WORK INSTRUCTION: Every entry is to be restated exactly; pictures are not part of the copy.

Point-per-instance localization data:
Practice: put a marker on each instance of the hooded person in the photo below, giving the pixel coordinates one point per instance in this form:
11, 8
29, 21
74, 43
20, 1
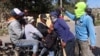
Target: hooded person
64, 33
16, 31
84, 28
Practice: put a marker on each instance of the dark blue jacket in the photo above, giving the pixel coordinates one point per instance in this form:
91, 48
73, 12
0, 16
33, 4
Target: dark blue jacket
63, 30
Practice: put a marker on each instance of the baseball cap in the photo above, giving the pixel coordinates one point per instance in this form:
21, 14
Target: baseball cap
16, 11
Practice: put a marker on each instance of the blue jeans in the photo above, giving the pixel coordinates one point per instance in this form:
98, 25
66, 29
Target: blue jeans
70, 48
26, 43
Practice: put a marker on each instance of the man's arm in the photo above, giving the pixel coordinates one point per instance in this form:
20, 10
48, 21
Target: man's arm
64, 26
71, 16
91, 31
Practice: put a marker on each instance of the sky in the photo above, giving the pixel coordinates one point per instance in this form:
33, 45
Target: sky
90, 3
93, 3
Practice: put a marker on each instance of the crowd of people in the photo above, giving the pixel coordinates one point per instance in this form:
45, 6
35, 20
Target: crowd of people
24, 31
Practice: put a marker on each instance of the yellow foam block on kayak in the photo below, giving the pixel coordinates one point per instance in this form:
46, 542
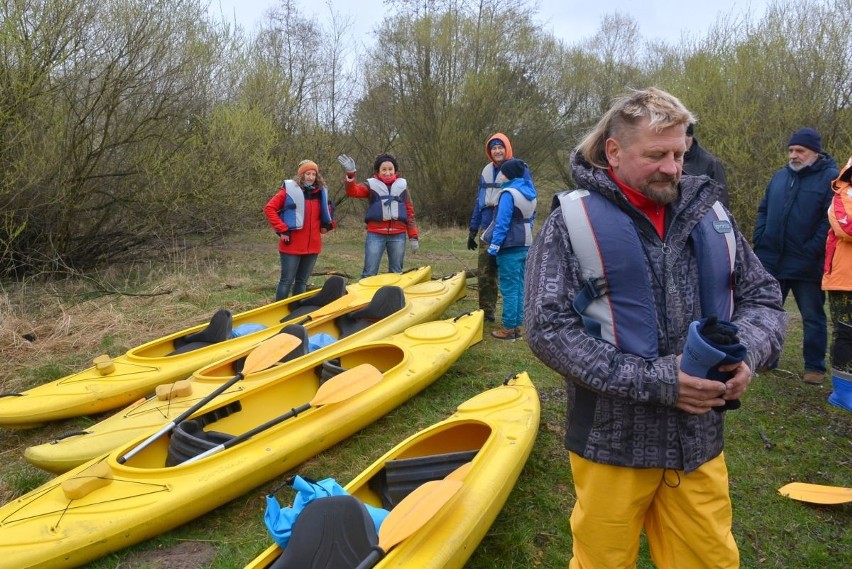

TASK OUTPUT:
Practice: put a marker on each instance of the hooded person in the photo below, giving the pixel coordinates one point per instance in this form:
11, 8
29, 21
74, 43
20, 1
Target: hooded person
64, 33
16, 31
84, 28
Practice: put a marker on each instance of the dark blue jacket in the photo above, giving the pixel coordinates one point per instance in this form:
91, 48
73, 12
0, 16
33, 4
Target: dark blue jacket
63, 30
Practice: put a marker on each instance of the baseball cap in the photo above, giving the pixel coordinates one point per instance in this form:
21, 14
Target: baseball cap
16, 11
Practice: put a marker on each instance of the blue jeans in the photo above, giving the pixel coordinates one point per instance in this form:
98, 25
66, 29
Target: blue jeans
70, 48
26, 43
Practice: put a marker on each instance of the man's arm in the photo above, giving the pixel coordinates one point per instance in this form:
20, 10
48, 21
Target: man's arm
64, 26
71, 16
91, 31
Practice: put a marker on each instance of the sky in the photo above, giving the pixel coordinates one point per instance in this form:
33, 45
Target: sky
90, 3
93, 3
Practice: put a marker on each instance of the crowd of people in the photo above, giving the pixel coordinates one point per instance in this form:
45, 6
35, 20
Target: crowd of people
24, 31
Practice: put a marker on each instance of the yellow foam block on kayak in the photo below, giving the pixel coordinates one point per instance in this form:
46, 542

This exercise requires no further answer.